● **RECORDS SUPPLIED**
------------
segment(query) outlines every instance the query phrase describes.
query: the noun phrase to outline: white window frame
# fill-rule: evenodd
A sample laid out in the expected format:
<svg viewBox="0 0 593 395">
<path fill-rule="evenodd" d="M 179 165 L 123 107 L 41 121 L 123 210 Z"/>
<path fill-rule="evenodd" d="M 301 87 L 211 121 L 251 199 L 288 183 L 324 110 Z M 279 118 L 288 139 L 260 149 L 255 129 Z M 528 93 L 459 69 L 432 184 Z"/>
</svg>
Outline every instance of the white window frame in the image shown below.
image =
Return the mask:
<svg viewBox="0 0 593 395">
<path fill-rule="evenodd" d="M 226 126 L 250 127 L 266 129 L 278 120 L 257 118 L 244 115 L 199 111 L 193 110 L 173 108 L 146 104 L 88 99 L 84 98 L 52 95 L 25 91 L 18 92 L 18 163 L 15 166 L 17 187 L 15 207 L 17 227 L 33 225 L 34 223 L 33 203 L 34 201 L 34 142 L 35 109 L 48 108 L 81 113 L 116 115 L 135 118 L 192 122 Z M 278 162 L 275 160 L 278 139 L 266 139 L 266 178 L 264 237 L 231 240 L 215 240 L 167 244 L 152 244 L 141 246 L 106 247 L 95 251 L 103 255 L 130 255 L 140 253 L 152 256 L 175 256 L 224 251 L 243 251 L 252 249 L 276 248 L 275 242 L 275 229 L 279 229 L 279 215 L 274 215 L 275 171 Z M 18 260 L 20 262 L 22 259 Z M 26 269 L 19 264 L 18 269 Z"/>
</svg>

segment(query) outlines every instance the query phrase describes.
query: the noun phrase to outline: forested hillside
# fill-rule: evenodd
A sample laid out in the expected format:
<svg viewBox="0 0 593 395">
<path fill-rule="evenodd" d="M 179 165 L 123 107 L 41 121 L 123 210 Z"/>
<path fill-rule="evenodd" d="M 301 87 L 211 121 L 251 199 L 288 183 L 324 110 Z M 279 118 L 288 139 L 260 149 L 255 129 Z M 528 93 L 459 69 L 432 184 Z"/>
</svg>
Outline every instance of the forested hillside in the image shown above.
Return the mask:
------------
Every entry must be output again, exactly as written above.

● **THE COMPLETED TASK**
segment(query) outlines every instance the query phrase describes.
query: the noun phrase to outline: white window frame
# fill-rule: evenodd
A sample laid out in the expected format:
<svg viewBox="0 0 593 395">
<path fill-rule="evenodd" d="M 179 165 L 123 107 L 41 121 L 123 210 Z"/>
<path fill-rule="evenodd" d="M 301 87 L 211 121 L 251 199 L 288 183 L 324 110 Z M 279 118 L 288 139 L 260 149 L 255 129 Z M 528 93 L 459 69 L 432 184 Z"/>
</svg>
Outline every instance of the white window frame in the image shown below.
image =
Return the mask:
<svg viewBox="0 0 593 395">
<path fill-rule="evenodd" d="M 226 126 L 250 127 L 266 129 L 278 120 L 257 118 L 244 115 L 199 111 L 193 110 L 173 108 L 146 104 L 88 99 L 84 98 L 52 95 L 25 91 L 18 92 L 18 163 L 15 166 L 17 187 L 15 207 L 17 227 L 33 225 L 34 223 L 33 203 L 34 201 L 34 142 L 35 109 L 48 108 L 81 113 L 116 115 L 135 118 L 192 122 Z M 278 162 L 275 160 L 278 139 L 266 139 L 266 178 L 264 237 L 231 240 L 215 240 L 167 244 L 152 244 L 141 246 L 106 247 L 95 251 L 103 255 L 130 255 L 140 253 L 152 256 L 175 256 L 224 251 L 243 251 L 252 249 L 276 248 L 275 242 L 275 229 L 279 229 L 279 215 L 274 215 L 275 171 Z M 18 260 L 20 262 L 22 259 Z M 26 269 L 19 264 L 18 269 Z"/>
</svg>

segment(query) outlines every instance the query phrase describes.
query: the noun phrase to outline: forested hillside
# fill-rule: evenodd
A sample laid out in the expected format:
<svg viewBox="0 0 593 395">
<path fill-rule="evenodd" d="M 179 165 L 123 107 L 41 121 L 123 210 Z"/>
<path fill-rule="evenodd" d="M 301 87 L 211 121 L 251 199 L 288 183 L 324 110 Z M 279 118 L 288 139 L 260 149 L 255 129 Z M 528 93 L 459 69 L 432 184 Z"/>
</svg>
Outline every instance of the forested hillside in the image shown above.
Return the mask:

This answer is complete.